**PROBLEM DETAILS:** Work through the entries below and show every line in which "instance" is found.

**RECORDS PROVIDED:**
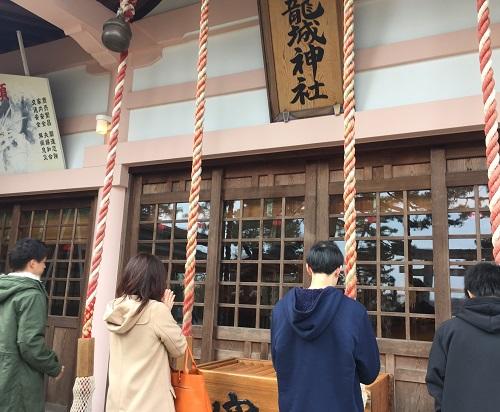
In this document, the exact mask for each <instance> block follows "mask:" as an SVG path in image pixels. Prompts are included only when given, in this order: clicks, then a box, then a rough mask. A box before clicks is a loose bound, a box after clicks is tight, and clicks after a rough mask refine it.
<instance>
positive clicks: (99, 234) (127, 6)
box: [82, 0, 137, 338]
mask: <svg viewBox="0 0 500 412" xmlns="http://www.w3.org/2000/svg"><path fill="white" fill-rule="evenodd" d="M136 3H137V0H123V1H122V2H121V3H120V9H119V11H118V14H123V15H124V17H125V20H126V21H129V20H130V19H131V18H132V17H133V16H134V13H135V8H134V7H135V4H136ZM127 57H128V51H126V52H123V53H121V54H120V64H119V65H118V70H117V77H116V85H115V96H114V100H113V111H112V120H111V133H110V137H109V140H108V150H107V156H106V172H105V177H104V183H103V187H102V192H101V202H100V203H99V212H98V215H97V227H96V235H95V240H94V248H93V250H92V258H91V267H90V276H89V283H88V287H87V297H86V301H85V313H84V318H83V328H82V337H83V338H91V337H92V321H93V318H94V306H95V301H96V292H97V285H98V283H99V271H100V268H101V261H102V251H103V245H104V238H105V235H106V219H107V215H108V209H109V203H110V194H111V188H112V186H113V175H114V169H115V161H116V145H117V144H118V132H119V127H120V114H121V106H122V99H123V86H124V84H125V75H126V72H127Z"/></svg>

**RESULT OF THE EXERCISE:**
In this document, the exact mask for each <instance> block follows "mask:" as an SVG path in image pixels. Prompts are included only when given, in this order: clicks, then a box, then a rough mask. A box before clicks is a loose bound, a box after clicks is tight, and clicks after a rough mask refine it.
<instance>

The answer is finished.